Exercise goal => All entries must be transcribed without a single difference.

(Stored entries)
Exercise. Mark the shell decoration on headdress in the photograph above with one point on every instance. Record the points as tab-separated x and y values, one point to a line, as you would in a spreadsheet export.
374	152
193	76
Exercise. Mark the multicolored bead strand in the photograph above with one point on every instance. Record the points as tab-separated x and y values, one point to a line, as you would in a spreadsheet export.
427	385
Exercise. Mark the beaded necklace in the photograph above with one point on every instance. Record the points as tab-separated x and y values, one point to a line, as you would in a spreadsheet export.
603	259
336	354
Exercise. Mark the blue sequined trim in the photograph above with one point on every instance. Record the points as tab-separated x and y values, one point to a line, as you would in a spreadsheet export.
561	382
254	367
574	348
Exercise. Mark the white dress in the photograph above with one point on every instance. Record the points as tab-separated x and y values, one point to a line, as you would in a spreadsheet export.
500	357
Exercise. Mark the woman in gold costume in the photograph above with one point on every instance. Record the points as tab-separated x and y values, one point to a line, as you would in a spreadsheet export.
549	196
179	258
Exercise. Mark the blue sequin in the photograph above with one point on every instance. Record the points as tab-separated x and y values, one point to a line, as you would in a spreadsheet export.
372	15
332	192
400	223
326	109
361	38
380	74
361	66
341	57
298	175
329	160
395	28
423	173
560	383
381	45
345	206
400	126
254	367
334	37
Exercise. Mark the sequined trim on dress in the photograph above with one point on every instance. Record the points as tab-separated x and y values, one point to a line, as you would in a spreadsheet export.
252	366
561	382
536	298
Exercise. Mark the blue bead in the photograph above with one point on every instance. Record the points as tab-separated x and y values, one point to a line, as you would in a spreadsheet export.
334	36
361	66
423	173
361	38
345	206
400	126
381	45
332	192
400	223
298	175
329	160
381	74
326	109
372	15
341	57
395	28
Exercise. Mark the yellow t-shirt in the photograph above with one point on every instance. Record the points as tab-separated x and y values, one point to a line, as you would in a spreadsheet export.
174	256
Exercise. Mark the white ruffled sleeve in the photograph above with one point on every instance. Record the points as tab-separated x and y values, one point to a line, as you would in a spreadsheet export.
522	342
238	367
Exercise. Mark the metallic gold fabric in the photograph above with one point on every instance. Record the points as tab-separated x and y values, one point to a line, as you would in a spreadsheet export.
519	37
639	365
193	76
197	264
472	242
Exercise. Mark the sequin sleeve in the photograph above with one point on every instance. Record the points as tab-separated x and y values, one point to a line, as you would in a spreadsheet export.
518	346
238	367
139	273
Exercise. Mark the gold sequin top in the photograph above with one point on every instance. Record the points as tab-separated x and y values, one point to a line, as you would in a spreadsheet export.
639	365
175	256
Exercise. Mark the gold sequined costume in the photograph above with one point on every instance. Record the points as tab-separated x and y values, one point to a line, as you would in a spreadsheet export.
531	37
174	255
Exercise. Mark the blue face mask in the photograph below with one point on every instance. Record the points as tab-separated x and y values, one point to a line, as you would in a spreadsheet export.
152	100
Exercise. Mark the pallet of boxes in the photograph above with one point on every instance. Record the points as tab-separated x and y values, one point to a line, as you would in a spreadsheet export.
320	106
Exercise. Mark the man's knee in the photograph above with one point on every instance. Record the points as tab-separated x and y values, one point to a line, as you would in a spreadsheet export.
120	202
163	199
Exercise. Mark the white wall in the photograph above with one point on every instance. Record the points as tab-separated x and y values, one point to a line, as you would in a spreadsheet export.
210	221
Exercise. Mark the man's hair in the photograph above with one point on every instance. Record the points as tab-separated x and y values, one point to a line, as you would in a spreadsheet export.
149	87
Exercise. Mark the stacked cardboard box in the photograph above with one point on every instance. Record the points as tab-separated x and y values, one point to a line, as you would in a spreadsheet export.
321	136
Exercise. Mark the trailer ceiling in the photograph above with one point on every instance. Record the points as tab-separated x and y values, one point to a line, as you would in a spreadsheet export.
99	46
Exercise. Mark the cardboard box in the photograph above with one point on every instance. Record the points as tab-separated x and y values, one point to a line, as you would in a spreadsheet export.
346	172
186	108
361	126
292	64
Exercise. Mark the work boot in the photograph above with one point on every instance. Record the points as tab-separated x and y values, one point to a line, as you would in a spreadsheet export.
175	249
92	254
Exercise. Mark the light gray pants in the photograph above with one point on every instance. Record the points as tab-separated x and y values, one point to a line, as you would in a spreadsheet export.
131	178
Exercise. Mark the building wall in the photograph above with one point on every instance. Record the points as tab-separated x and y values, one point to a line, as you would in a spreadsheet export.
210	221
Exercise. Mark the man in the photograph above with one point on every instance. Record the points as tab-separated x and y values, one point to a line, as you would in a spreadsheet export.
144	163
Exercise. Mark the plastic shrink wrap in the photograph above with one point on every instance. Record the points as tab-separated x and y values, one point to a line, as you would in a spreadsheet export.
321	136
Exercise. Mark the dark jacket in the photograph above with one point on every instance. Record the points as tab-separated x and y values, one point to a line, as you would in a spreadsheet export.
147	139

Answer for the task =>
Exercise. Mark the shell decoration on headdress in the photograph above with one point on every instance. Record the points as tab-separated x and y values, one point to a line, as you would in a spreadsheet export.
374	152
193	76
Exercise. Mark the multicolored bead strand in the photograph above with one point on every instance. Record the points as tab-separated x and y values, one point to a line, as you would in a spreadsheet export.
427	385
Exercise. Mark the beaded necklace in the photograph above with one point on every instance. Record the points as tab-separated x and y values, one point to a line, as you would in a spreadsheet export.
603	259
336	354
Exercise. Mark the blue sequined trim in the photograph above with one point on every instance. Record the points as tab-separated x and y values, one point to a line, as you would in a spreadsheet export.
561	382
254	367
574	348
Exercise. Mark the white dress in the photograph above with one point on every instance. Record the points as tab-separated x and y values, one point to a line, as you would in a spreadsheet export.
500	357
Exercise. Mark the woman in gold costume in the photograph above with one point on every instance. Record the points as tab-separated x and y values, one point to a line, as you would in a spreadsheet export.
549	196
179	258
Exercise. Mark the blue sequin in the photograph above with one point on every instance. Record the points as tab-separated x and y values, one point to a line, as you would in a spreadsheet export.
372	15
332	192
400	223
326	109
361	38
380	74
361	66
341	57
298	175
329	160
395	28
423	173
560	383
381	45
345	206
400	126
254	367
334	37
Exercise. Mark the sequined trim on dress in the photograph above with one point on every instance. Record the points as tab-separated x and y values, one point to a line, as you would in a spreadsheet export.
252	366
561	382
536	298
Exercise. Mark the blue bead in the photograph above with one point on every instance. Record the points as tab-separated x and y values, one point to a line, as you would in a spreadsheet export.
334	36
361	66
423	173
361	38
345	206
400	126
381	45
332	192
400	223
298	175
329	160
381	74
326	109
372	15
341	57
395	28
Exercise. Mark the yellow t-shirt in the photograph above with one point on every instance. Record the points as tab-separated x and y values, one point to a line, as you would in a spreadsheet export.
174	256
Exercise. Mark the white ruffled sleeve in the photograph above with one point on every instance. Record the points as tab-separated x and y values, one point to a line, as you would in a spreadsheet export.
522	342
238	367
Exercise. Mark the metallic gold fabric in the photograph above with one point on every instance. Record the points as tab-separated x and y values, one point to a line, as you would in a spreadsheet export.
519	37
639	365
193	76
197	264
472	242
Exercise. Mark the sequin sleeve in the photograph above with one point on every instance. Record the points as tab-separated x and y values, one point to a line, as you would in a spreadsheet export.
518	346
238	367
139	273
Exercise. Mark the gold sequin top in the photograph above with one point on every instance. Record the points as tab-separated x and y values, one point to a line, as you would in a spreadsheet export.
639	365
175	256
Exercise. Mark the gold sequined costume in the photograph above with one point on every instance. Record the points as tab-separated x and y values, one point to a line, as you would in a spreadsheet export.
531	37
174	255
Exercise. Mark the blue face mask in the photograph below with one point on every instance. Record the points as tab-separated x and y values, one point to a line, as you would in a spreadsheet export.
152	100
Exercise. Mark the pallet of boxes in the photograph above with one point on every instance. Record the points as tab-separated x and y values, one point to a line, as you would in a spreadsheet export.
320	106
Exercise. Mark the man's knee in the photograph above with one point on every instance. Record the points as tab-separated x and y values, one point to a line, as you would in a spreadsheet export.
120	202
163	199
Exercise. Mark the white wall in the photograph above with one point on every instance. Record the points as tab-separated x and y values, one point to a line, as you would in a spreadsheet export.
210	221
Exercise. Mark the man's hair in the photograph above with one point on every instance. Record the points as tab-separated x and y values, one point to a line, as you would in a spreadsheet export.
149	87
Exercise. Mark the stacked cardboard box in the photograph above with one point on every instance. Record the points as tab-separated x and y values, one point to a line, as you would in a spreadsheet export.
321	136
Exercise. Mark the trailer ceiling in the photograph above with one point on every instance. Record the points as tab-separated x and y values, one point to a line, as you would in a spreadsheet export.
99	46
Exercise. Mark the cardboard box in the photograph above with one point on every instance. Record the points as tab-separated x and y values, one point to a line, as you would in a spreadsheet export.
346	172
186	108
361	126
292	64
Exercise. Mark the work boot in the photograph above with one point on every instance. Record the points as tab-separated x and y values, one point to a line, as you would in a spreadsheet export.
175	249
92	254
Exercise. Mark the light gray pants in the photograph above with one point on every instance. Record the points as tab-separated x and y values, one point to a line, as you would in a spreadsheet export.
131	178
Exercise. Mark the building wall in the photograph above with one point on every instance. Record the points as tab-separated x and y values, one point to a line, as you would in a spreadsheet export.
210	221
Exercise. Mark the man in the photograph above with one point on every instance. Record the points as tab-separated x and y values, one point to a line, as you would in a spreadsheet export.
144	163
Exercise. Mark the plastic shrink wrap in the photograph above with one point on every instance. Record the points as tab-separated x and y values, one point to a line, as you would in a spreadsheet export.
321	136
Exercise. Mark the dark jacket in the photograph above with one point on every instance. Record the points as tab-separated x and y values, one point to a line, as you would in a spreadsheet export.
147	139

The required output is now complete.